- Tasks to perform
(a) According to the passage on Enger Memorial Tower, who designed the tower?
(b) Carry on the passage about Enger Memorial Tower from its final sentence.

- Document extract
::::::::::

Enger Memorial Tower
When lifelong bachelor Bert Enger died in 1931 at the age of sixty-eight, he left two-thirds of his estate to the City of Duluth for development of Enger Park’s Grand Mountain area. He specified that the development should include a lookout tower surrounded by beautified grounds and footpaths to accommodate tourists.
In 1933 a citizen committee selected the highest point of the park as the location for the tower, and the following year the park was rededicated as Enger Park. A stone comfort station was built in 1935; picnic tables, water, sewer, and electricity were added a year later. In 1937 workers from the National Youth Administration—a branch of the Works Progress Administration that focused on providing work and education for Americans between the ages of sixteen and twenty-five—built rock benches, stone pathways and steps, campfire sites, and outdoor ovens.
Construction of the tower began in late 1937, based on a design by architect A. R. Melander. Melander’s initial design was fairly elaborate, a six-story square tower with a four-gabled roof and an elaborate entrance. A second design was similar to the tower that was built, although several stories shorter. The final design was for an octagonal tower five stories high made of native stone gathered on site. Unglazed window openings look out in every direction. At its peak—531 feet above sea level—workers installed a green light that could be seen for miles.

::::::::::

- Record excerpts
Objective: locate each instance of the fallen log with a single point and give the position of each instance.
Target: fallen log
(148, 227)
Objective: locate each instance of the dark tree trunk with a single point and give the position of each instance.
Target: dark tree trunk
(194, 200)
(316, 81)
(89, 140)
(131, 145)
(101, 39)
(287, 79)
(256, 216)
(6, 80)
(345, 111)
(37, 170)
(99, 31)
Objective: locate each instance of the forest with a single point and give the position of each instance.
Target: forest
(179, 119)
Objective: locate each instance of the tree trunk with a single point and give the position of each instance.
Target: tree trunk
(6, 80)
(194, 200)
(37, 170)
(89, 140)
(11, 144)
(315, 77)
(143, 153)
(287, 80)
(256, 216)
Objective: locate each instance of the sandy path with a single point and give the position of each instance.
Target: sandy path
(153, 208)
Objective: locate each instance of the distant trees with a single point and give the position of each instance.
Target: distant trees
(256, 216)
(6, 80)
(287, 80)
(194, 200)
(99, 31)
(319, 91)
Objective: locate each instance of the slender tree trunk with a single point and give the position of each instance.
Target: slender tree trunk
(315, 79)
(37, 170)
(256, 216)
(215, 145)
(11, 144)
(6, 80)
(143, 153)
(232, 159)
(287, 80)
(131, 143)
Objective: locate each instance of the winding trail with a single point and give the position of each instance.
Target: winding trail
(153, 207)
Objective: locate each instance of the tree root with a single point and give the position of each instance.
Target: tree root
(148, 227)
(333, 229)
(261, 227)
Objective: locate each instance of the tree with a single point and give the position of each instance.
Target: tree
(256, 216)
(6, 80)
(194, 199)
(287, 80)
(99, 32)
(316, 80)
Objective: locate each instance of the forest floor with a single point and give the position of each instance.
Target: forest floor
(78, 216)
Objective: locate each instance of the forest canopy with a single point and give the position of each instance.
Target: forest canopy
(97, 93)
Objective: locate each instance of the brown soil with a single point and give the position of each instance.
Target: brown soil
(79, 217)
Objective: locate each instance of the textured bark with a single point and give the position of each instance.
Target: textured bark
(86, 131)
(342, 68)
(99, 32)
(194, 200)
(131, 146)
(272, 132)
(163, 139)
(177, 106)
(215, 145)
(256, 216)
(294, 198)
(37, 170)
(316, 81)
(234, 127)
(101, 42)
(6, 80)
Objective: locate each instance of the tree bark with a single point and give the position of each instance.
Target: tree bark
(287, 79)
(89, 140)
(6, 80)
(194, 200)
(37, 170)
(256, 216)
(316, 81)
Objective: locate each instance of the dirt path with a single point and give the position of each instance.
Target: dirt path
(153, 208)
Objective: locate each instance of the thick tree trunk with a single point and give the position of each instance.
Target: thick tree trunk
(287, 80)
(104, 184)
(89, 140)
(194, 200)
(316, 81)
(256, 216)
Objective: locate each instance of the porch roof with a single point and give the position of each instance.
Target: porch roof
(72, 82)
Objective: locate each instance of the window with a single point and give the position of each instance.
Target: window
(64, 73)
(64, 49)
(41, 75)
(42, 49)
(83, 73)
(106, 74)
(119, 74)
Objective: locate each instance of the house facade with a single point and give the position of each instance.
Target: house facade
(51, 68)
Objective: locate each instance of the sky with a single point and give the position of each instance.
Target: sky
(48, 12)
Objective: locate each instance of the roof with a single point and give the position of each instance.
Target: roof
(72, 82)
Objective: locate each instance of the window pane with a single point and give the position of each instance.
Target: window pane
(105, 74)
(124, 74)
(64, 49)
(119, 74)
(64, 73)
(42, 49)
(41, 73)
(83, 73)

::::::::::

- Responses to the tasks
(a) Architect A. R. Melander.

(b)
By 1939 the $30,000 tower was complete, paid for with funds provided by the Enger estate. Crown Prince Olav of Norway and his wife Princess Martha traveled to Duluth in June to dedicate the tower to the memory of Bert Enger. A crowd of five thousand gathered to hear speeches by the Norwegian royals and other dignitaries, including Judge Clarence Magney.
The headlines stated that the royals “captivate[ed] Duluthians by Informality.” The prince wore a simple black suit; the princess a black lace dress she described as “everyday.” He smoked casually, and when reporters pressed him on his fishing skills—a Norwegian point of pride—he admitted, “I am really not passionate about it.” He was more of a yachtsman. Martha was a typical young mother, spending a great deal of her travel time buying toys and souvenirs for her children.
The prince expressed pride in the ways that Norwegian immigrants had influenced Duluth and indeed all of America: “[Enger] is a truly Norwegian name. As the princess and I have traveled about your country, we have been greatly pleased to note the recognition that has been accorded American men and women of Norwegian birth and Norwegian ancestry.”
Over the years vandalism and neglect took their toll on the tower. As early as the 1940s, papers reported vandals shooting out the beacon lights, forcing fund drives to purchase replacement bulbs. In the 1960s, vandals dropped heavy rocks from the top of the tower, and the city had to temporarily block access to the observation platforms. In 1978, someone shot out the beacon with a .22 rifle. In 1989, vandals created a bonfire of burning tires on top of the tower.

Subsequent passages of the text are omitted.